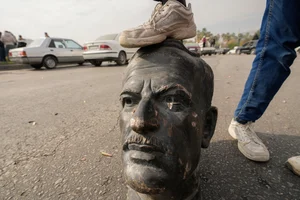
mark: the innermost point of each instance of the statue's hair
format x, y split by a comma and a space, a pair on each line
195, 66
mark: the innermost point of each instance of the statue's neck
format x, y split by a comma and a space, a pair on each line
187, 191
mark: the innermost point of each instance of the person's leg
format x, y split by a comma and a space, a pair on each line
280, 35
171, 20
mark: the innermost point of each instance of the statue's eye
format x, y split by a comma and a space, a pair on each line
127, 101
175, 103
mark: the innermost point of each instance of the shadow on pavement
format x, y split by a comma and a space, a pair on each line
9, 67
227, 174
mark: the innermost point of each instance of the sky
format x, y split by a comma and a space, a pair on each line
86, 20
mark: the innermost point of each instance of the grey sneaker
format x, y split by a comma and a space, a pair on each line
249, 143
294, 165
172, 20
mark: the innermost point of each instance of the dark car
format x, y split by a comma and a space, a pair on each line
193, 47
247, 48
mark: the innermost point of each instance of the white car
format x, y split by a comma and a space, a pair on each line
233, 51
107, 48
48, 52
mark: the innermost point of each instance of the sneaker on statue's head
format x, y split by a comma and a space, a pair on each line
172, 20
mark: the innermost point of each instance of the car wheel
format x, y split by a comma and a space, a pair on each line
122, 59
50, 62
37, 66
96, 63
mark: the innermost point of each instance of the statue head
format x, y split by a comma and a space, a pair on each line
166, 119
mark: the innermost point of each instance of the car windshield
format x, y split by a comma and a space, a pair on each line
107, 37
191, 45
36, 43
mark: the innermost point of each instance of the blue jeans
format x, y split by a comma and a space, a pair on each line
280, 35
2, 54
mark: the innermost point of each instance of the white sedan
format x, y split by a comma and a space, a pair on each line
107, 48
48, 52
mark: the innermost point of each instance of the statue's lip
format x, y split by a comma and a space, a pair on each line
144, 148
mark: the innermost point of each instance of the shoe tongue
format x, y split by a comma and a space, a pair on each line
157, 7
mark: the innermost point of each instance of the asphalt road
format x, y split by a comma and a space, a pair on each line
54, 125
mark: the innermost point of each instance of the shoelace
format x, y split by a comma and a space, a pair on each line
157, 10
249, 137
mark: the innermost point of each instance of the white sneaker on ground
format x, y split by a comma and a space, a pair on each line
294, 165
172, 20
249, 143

...

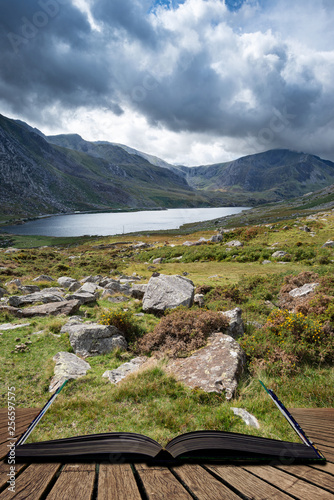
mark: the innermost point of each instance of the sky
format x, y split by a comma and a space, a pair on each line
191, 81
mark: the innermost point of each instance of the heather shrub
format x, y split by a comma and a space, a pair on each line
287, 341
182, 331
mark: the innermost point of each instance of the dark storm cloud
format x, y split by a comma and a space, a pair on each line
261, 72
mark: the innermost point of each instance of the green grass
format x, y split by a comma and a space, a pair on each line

● About this exercise
Select and copy each line from the data that includes the word "head".

● Answer section
mark: the innermost point of each instance of the sneaker on statue's head
mark: the innermost point of each instance of the statue head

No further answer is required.